TASK DETAILS » Whenever the word "sparrow" turns up in a line below, that line should be copied.
BEGIN
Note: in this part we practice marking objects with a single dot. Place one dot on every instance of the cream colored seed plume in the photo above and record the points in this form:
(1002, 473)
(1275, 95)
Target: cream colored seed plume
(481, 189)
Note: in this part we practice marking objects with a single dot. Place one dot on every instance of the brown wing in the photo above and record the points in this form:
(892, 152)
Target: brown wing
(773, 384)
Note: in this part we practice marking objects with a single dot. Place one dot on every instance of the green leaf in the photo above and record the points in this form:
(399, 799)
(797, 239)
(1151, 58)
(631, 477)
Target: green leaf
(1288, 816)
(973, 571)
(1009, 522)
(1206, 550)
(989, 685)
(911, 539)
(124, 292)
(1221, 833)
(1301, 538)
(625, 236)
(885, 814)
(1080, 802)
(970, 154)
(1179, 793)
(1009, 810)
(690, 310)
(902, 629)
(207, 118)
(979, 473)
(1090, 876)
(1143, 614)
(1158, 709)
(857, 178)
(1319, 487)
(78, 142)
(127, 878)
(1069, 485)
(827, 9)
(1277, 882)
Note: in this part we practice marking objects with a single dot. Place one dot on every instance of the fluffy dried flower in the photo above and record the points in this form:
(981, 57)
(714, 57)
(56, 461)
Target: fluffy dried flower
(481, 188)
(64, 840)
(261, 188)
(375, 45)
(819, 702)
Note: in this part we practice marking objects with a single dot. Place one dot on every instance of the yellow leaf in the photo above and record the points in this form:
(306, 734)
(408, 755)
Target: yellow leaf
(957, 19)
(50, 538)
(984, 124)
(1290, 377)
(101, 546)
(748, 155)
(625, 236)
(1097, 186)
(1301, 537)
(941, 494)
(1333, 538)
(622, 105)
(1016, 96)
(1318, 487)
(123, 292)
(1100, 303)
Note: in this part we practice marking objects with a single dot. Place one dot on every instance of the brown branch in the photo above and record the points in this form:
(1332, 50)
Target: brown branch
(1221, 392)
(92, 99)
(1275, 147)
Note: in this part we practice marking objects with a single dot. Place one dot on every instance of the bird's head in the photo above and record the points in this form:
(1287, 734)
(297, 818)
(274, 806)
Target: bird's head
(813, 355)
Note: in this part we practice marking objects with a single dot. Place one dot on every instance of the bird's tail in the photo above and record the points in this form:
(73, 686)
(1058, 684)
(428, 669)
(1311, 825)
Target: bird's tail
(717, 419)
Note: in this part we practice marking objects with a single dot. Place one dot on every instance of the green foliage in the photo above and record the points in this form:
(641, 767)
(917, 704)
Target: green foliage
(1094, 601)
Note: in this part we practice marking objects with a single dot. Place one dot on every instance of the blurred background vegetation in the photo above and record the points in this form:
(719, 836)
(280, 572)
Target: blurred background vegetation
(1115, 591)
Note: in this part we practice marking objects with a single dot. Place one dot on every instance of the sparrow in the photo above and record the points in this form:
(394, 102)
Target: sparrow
END
RESPONSE AREA »
Note: in this part we practice marking objects with a single dot. Place one dot on every instance of the sparrow in the photo above and record the points in this form:
Target: sparrow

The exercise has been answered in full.